Zur Gartenseite wurden die an der Hauptfassade entwickelten Gliederungsformen in überwiegend reduzierter Ausbildung übernommen. Der Geschlossenheit der Palastfassade trat aber eine für den Villenbau typische Ausprägung gegenüber, charakterisiert durch lebhafte Vor- und Rücksprünge in verschiedenen Ebenen mit Rotunde und großen Terrassen. Das auf dieser Seite abfallende Bodenniveau eröffnete eine herrliche, fast grenzenlose Aussicht in die Rheinebene.
Die Vermischung der Bautypen Palast und Villa war eine Idee des Architekten, der nach außen hin einen repräsentativen Stadtpalast und gleichzeitig ein geradezu ländliches Refugium inmitten der Stadt schaffen wollte.

## AUFGABENBESCHREIBUNG
Welche Aussicht eröffnete laut dem Text zur Palastfassade das abfallende Bodenniveau auf der Gartenseite?

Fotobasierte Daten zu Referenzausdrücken
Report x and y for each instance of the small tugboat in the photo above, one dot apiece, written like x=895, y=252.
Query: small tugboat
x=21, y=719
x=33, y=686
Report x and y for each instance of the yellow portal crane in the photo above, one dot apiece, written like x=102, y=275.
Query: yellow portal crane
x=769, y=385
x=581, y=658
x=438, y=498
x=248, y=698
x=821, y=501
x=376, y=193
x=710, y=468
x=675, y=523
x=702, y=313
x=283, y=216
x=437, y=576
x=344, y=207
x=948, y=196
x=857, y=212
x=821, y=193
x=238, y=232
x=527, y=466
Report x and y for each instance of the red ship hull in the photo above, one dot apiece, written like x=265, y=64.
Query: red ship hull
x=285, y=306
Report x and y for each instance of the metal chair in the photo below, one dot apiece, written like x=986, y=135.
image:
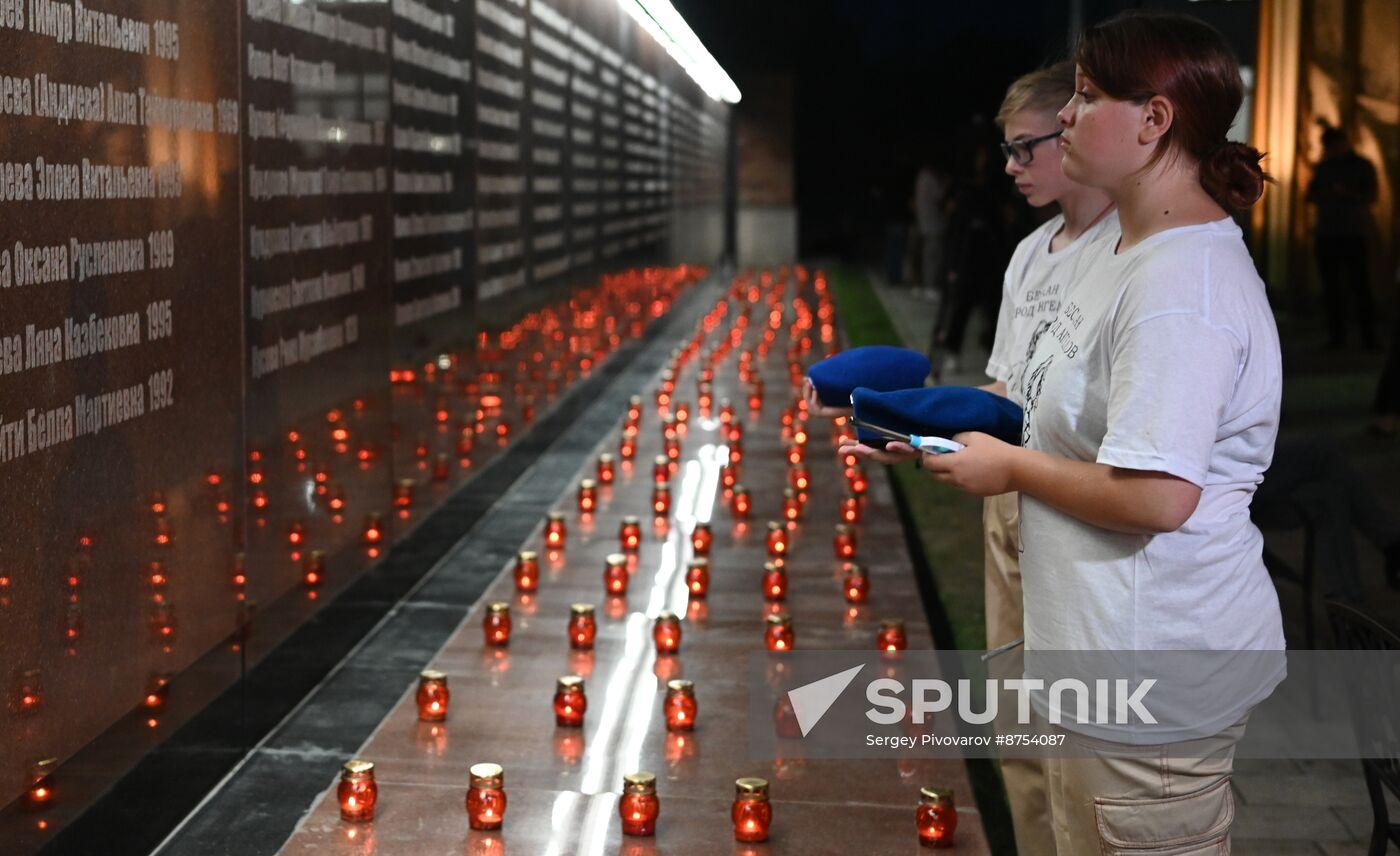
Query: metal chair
x=1357, y=631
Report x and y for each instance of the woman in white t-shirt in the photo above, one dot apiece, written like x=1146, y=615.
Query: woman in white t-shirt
x=1151, y=413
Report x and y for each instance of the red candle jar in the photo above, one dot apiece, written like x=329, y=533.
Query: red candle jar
x=583, y=628
x=681, y=705
x=777, y=540
x=570, y=702
x=891, y=636
x=844, y=541
x=496, y=624
x=702, y=538
x=486, y=796
x=39, y=795
x=779, y=635
x=433, y=696
x=615, y=575
x=856, y=584
x=555, y=531
x=403, y=493
x=739, y=503
x=314, y=568
x=774, y=582
x=587, y=495
x=801, y=478
x=751, y=811
x=665, y=632
x=639, y=806
x=791, y=505
x=937, y=817
x=527, y=570
x=357, y=792
x=630, y=533
x=697, y=577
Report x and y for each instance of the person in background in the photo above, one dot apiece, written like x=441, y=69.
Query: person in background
x=1343, y=188
x=1152, y=408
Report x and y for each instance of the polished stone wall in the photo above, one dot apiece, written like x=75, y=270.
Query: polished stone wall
x=255, y=261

## ANTWORT
Eine herrliche, fast grenzenlose Aussicht in die Rheinebene.